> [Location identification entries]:
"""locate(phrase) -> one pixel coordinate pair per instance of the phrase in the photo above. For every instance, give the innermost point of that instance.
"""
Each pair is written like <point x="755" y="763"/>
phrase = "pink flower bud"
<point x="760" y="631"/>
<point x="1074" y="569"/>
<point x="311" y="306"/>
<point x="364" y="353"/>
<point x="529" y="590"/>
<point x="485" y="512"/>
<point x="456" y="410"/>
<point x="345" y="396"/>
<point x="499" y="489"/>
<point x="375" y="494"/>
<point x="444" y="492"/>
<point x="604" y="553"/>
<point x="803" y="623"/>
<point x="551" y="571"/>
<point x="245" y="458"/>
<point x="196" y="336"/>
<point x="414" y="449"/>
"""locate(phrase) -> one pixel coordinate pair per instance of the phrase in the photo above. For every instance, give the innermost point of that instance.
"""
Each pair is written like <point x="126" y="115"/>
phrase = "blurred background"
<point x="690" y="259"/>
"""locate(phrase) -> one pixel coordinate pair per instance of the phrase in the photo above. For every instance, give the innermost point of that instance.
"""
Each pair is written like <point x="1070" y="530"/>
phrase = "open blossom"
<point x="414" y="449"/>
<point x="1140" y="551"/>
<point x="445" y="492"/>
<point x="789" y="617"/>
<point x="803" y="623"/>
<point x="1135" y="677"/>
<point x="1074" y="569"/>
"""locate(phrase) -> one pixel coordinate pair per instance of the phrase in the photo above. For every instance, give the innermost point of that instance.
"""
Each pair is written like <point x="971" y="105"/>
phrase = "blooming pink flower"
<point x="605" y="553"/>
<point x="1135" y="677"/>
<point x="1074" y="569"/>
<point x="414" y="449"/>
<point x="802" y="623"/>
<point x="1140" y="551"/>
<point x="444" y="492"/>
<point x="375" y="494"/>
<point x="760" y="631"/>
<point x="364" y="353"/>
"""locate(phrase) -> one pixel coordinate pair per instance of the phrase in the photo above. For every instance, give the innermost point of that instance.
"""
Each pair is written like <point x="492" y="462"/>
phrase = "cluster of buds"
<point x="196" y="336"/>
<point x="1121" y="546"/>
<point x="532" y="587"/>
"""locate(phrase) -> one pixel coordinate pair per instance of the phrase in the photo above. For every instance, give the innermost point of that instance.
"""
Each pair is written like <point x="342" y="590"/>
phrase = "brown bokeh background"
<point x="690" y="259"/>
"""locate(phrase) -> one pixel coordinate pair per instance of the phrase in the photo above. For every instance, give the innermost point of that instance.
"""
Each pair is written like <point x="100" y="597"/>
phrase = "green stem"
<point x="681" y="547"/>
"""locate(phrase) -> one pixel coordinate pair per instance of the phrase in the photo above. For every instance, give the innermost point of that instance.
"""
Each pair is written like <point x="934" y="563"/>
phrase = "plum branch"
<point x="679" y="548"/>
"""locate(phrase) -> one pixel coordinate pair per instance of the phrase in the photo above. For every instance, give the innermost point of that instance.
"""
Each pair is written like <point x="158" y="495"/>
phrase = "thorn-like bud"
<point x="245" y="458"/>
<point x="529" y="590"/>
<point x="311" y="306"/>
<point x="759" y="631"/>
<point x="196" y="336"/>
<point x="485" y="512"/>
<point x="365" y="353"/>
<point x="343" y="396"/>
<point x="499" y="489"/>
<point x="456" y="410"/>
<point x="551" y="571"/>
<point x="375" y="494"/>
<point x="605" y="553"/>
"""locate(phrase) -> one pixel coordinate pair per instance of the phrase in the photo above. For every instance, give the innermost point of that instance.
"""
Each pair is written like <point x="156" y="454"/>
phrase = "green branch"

> [Exercise]:
In full and verbatim, repeat the records given above.

> [Output of the task]:
"""locate(phrase) -> one pixel coordinate pair per instance of the phrase in the photo above. For every instance, give the innermost point of that instance.
"""
Each pair is written like <point x="755" y="763"/>
phrase = "pink flower bud"
<point x="760" y="631"/>
<point x="1074" y="569"/>
<point x="311" y="306"/>
<point x="364" y="353"/>
<point x="529" y="590"/>
<point x="485" y="512"/>
<point x="456" y="410"/>
<point x="345" y="396"/>
<point x="499" y="489"/>
<point x="375" y="494"/>
<point x="444" y="492"/>
<point x="604" y="553"/>
<point x="803" y="623"/>
<point x="551" y="571"/>
<point x="245" y="458"/>
<point x="196" y="336"/>
<point x="414" y="449"/>
"""locate(phrase) -> one pixel coordinate pair per instance of the phrase in the photo above. For every instance, give the innermost point of that instance.
"""
Each pair is written like <point x="126" y="115"/>
phrase = "blurred background"
<point x="690" y="259"/>
"""locate(phrase) -> one pixel coordinate pair per instance of the phrase in the photo above. For every instance, give the innermost point of that instance.
"""
Each pair is written like <point x="1070" y="530"/>
phrase = "open blossom"
<point x="414" y="449"/>
<point x="1140" y="551"/>
<point x="445" y="492"/>
<point x="789" y="617"/>
<point x="803" y="623"/>
<point x="1135" y="677"/>
<point x="1074" y="569"/>
"""locate(phrase) -> one pixel coordinate pair per instance of the phrase in the photo above. For every instance, give the innermost point of that instance.
"""
Each pair is written like <point x="971" y="105"/>
phrase = "blooming pink flower"
<point x="605" y="553"/>
<point x="1135" y="677"/>
<point x="1074" y="569"/>
<point x="414" y="449"/>
<point x="802" y="623"/>
<point x="1140" y="551"/>
<point x="444" y="492"/>
<point x="375" y="494"/>
<point x="760" y="631"/>
<point x="364" y="353"/>
"""locate(phrase) -> one pixel coordinate pair per instance of the phrase in the photo above. For every instance, give the innermost point of that instance.
"""
Each pair is written like <point x="492" y="462"/>
phrase = "cluster of buds"
<point x="196" y="336"/>
<point x="1121" y="546"/>
<point x="532" y="587"/>
"""locate(phrase) -> one pixel coordinate pair per instance of the phrase in the photo above. For every instance, give the innermost point of that instance.
"""
Each pair is written like <point x="342" y="590"/>
phrase = "brown bokeh background"
<point x="690" y="259"/>
"""locate(phrase) -> one pixel coordinate pair per instance of the phrase in the photo above. For every instance, give the innermost point of that instance.
"""
Each pair is written like <point x="100" y="597"/>
phrase = "green stem"
<point x="681" y="547"/>
"""locate(phrase) -> one pixel coordinate pair per instance of the phrase in the photo above. For every instance, give the innermost point of that instance.
"""
Each pair is written like <point x="934" y="563"/>
phrase = "plum branch"
<point x="679" y="548"/>
"""locate(phrase) -> one pixel coordinate pair per instance of the phrase in the photo above. For every instance, give the innermost point of that instance.
"""
Each pair is written like <point x="158" y="495"/>
phrase = "thorn-like bud"
<point x="245" y="458"/>
<point x="529" y="590"/>
<point x="311" y="306"/>
<point x="759" y="631"/>
<point x="196" y="336"/>
<point x="485" y="512"/>
<point x="365" y="353"/>
<point x="343" y="396"/>
<point x="499" y="489"/>
<point x="456" y="410"/>
<point x="551" y="571"/>
<point x="375" y="494"/>
<point x="605" y="553"/>
"""locate(phrase) -> one pixel coordinate pair per instance of the phrase in the photo above. For every instance, give the innermost point of that instance.
"""
Each pair is written like <point x="156" y="454"/>
phrase = "green branch"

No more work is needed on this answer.